Problem statement |
Report how many lines of the listing contain the string "metal", with no other words.

Available data |
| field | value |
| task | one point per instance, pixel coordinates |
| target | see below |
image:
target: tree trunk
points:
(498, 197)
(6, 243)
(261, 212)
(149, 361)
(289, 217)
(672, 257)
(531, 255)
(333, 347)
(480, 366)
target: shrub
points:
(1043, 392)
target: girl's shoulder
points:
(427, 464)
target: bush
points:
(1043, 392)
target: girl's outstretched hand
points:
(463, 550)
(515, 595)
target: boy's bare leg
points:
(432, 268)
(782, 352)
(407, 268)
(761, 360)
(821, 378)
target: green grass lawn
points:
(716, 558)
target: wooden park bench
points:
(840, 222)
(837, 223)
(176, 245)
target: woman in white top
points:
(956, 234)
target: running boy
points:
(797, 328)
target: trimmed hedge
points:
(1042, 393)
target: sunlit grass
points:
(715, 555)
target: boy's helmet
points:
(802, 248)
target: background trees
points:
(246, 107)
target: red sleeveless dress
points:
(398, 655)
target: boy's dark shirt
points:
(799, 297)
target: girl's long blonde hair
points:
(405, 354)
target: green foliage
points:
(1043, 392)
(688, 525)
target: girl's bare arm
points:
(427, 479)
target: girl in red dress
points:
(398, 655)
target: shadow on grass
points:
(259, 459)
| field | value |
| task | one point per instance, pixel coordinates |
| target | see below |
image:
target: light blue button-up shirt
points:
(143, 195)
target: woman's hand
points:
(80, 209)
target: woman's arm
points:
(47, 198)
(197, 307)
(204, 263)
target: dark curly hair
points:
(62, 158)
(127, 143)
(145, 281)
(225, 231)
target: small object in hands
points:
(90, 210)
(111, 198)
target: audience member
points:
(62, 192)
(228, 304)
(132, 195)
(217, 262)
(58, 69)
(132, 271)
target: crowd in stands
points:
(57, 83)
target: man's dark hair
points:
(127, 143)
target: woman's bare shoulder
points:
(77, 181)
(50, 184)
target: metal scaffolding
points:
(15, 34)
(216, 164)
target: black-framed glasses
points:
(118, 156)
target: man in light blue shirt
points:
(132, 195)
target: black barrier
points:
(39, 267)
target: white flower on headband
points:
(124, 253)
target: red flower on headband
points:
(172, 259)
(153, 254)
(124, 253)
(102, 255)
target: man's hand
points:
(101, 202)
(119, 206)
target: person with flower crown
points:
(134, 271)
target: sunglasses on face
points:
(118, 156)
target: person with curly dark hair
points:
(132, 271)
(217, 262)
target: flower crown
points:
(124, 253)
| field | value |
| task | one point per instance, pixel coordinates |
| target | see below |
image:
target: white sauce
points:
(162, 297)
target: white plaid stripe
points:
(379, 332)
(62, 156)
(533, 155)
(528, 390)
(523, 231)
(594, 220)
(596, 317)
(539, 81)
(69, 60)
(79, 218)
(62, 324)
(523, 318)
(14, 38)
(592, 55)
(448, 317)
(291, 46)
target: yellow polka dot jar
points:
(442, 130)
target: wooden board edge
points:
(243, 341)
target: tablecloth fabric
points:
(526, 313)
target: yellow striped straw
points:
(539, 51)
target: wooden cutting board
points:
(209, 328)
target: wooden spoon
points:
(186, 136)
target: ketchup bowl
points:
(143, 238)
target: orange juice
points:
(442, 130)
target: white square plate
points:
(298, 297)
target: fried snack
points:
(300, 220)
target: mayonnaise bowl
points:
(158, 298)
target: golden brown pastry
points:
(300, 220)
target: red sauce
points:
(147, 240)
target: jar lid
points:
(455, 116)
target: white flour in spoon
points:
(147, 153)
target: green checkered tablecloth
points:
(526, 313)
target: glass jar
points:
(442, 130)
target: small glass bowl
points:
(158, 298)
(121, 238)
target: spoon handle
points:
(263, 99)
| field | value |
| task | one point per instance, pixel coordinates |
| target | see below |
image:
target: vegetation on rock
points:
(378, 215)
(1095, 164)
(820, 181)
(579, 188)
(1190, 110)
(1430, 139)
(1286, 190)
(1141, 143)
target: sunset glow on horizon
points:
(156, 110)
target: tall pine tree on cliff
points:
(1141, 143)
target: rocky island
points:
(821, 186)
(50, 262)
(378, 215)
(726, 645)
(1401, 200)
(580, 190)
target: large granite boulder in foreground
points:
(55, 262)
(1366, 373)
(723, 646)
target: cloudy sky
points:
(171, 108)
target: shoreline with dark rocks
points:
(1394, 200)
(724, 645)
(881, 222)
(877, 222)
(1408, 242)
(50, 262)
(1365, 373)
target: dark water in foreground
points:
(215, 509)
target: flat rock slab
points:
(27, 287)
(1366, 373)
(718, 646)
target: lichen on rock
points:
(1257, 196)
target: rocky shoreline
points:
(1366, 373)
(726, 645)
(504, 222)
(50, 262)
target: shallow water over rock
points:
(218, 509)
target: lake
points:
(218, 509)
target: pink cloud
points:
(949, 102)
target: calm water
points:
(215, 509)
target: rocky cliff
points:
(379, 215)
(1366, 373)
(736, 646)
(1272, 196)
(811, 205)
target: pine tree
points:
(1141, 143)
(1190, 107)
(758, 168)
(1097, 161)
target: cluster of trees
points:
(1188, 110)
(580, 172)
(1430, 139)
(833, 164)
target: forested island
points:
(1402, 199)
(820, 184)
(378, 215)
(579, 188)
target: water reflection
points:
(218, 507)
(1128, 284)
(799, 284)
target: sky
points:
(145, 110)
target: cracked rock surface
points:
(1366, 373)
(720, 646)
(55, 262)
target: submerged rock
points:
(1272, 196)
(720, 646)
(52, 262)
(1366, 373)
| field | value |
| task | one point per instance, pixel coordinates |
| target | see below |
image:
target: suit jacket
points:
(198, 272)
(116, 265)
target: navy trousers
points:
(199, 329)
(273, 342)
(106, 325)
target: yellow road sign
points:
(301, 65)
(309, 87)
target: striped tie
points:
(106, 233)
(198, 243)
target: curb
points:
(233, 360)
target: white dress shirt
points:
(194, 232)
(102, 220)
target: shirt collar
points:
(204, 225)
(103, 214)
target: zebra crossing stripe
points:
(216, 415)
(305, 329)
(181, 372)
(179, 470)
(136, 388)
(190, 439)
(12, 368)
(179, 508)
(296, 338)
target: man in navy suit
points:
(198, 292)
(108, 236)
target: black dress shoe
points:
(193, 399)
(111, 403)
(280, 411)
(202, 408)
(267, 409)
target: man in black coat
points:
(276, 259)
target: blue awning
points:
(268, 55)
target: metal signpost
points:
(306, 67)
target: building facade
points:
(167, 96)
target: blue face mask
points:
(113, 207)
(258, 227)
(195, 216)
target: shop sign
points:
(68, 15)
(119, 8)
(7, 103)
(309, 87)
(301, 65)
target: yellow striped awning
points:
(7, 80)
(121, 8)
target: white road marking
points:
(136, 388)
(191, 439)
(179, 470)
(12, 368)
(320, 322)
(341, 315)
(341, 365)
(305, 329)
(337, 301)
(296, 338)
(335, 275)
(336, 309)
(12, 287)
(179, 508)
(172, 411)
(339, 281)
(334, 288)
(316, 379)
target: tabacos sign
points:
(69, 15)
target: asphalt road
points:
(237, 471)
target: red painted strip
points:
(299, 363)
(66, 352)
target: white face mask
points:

Problem solution |
2